- **Prompt 1**: How many lines of the records below contain the word "spectator"? Reply with the number alone.

--- Start Text block ---

For the pitching (putting yeast into the wort), we pre-activated a “Smack Pack” the evening before brewing day. A smack pack is basically a bag that contains two things:
- Nutrients for the yeast
The nutrients are enclosed in a sealed package inside the bag, so to activate the yeast one just needs to literally “smack” the package to break in inner container and let the yeast activate. Depending on the age of the yeast it is recommended to activate 3-5 hours before pitching or 2-3 days before pitching. The final step before fermentation was simply to pitch the yeast into the wort, seal the fermenter and put on the water lock and shake the fermenter vigorously to mix the yeast and put more oxygen into the wort. The water lock allows CO2 to leave the fermenter, but prevents oxidation during fermentation.
The fermentation of our beer is currently still on-going, we expected to hear the water lock bubbling the morning after pitching, but it took a bit longer to start. It wasn’t until about 15-18 hours after pitching that we started hearing a constant bubbling and seeing a nice “krausen” (the foam at the top of the beer when fermenting) developing. At the moment of this writing the fermentation has slowed, but is still ongoing. We’re not sure if we’ll leave it for 7-8 days or if we’ll do it for 14 days, we plan on measuring the gravity on day 7 to see if the beer is ready or not and then decide if we bottle or not. Until then let’s see what happens!

--- End Text block ---

- **Prompt 2**: List every action that the homebrewing text names as part of the final step before fermentation.

--- Start Excerpted data ---

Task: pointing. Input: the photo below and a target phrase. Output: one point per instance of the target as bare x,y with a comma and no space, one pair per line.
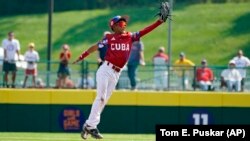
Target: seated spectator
31,56
231,78
88,82
184,68
160,62
69,84
204,77
241,63
63,71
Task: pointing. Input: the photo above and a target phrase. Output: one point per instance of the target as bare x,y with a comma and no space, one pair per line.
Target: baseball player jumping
119,46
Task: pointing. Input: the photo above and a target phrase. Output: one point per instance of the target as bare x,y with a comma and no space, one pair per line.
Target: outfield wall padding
38,110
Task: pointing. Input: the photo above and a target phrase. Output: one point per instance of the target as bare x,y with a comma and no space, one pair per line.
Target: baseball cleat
84,134
94,132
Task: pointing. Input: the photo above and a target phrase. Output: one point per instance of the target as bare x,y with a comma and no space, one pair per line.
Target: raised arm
93,48
150,28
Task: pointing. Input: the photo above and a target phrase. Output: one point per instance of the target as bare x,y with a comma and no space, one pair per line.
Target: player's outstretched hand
75,61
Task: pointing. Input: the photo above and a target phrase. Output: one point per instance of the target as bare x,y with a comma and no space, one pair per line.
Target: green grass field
17,136
212,31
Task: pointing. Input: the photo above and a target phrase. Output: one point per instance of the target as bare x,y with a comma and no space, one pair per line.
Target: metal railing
83,76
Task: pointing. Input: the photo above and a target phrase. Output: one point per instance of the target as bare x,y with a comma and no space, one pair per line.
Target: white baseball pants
106,79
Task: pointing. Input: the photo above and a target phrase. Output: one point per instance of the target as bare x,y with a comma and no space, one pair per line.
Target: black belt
115,68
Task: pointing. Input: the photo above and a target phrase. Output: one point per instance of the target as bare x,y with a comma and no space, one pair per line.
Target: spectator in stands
204,76
63,70
160,61
241,63
102,51
31,57
231,77
136,58
184,68
11,48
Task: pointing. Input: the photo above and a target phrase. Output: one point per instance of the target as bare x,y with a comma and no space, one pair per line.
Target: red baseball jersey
119,47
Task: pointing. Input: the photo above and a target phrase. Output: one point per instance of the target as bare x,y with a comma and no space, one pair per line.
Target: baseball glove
164,12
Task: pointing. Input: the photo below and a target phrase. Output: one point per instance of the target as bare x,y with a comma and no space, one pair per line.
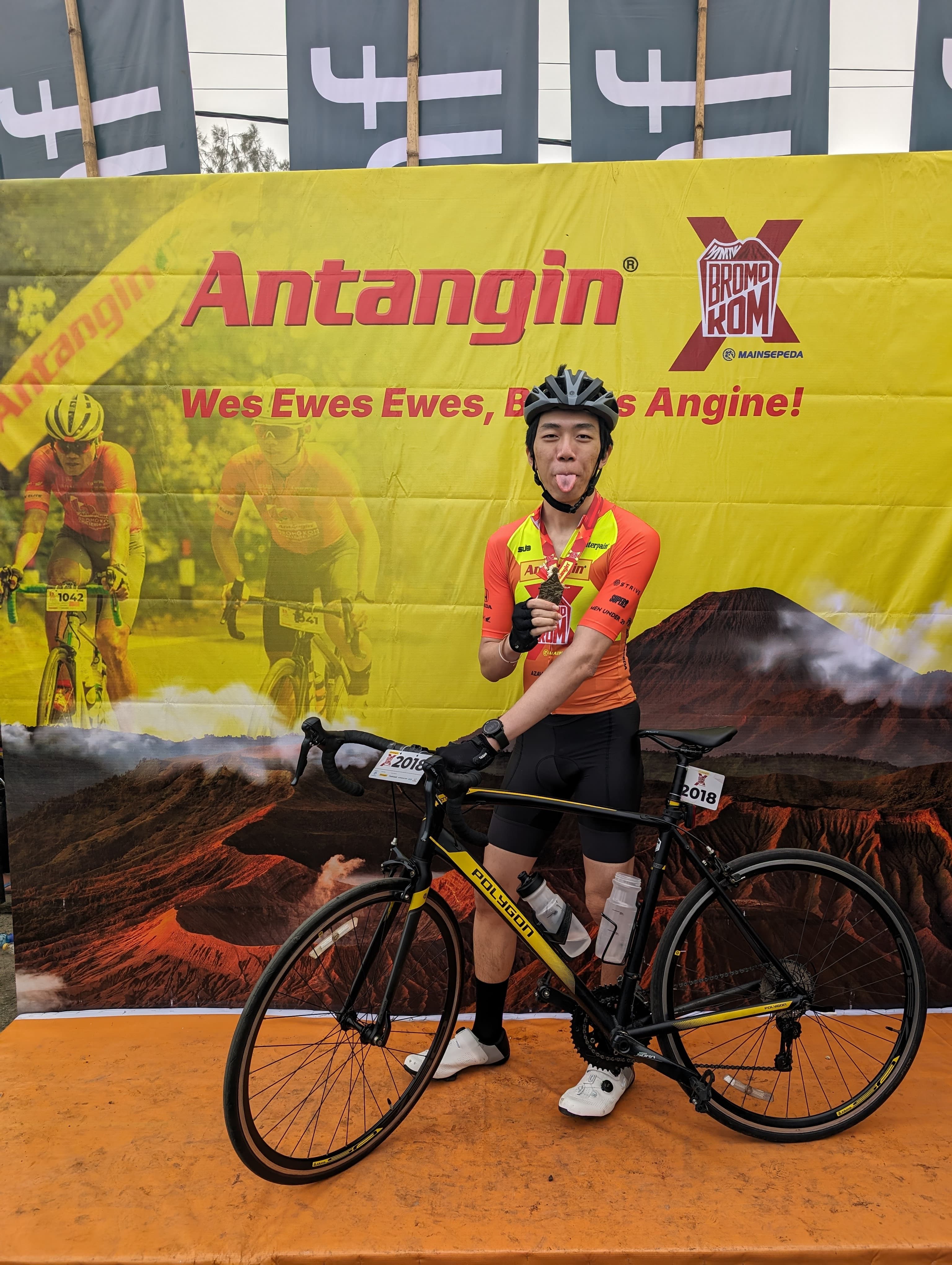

--- End Excerpted data ---

- **Finished answer 1**: 2

- **Finished answer 2**:
- Pitch the yeast into the wort
- Seal the fermenter
- Put on the water lock
- Shake the fermenter vigorously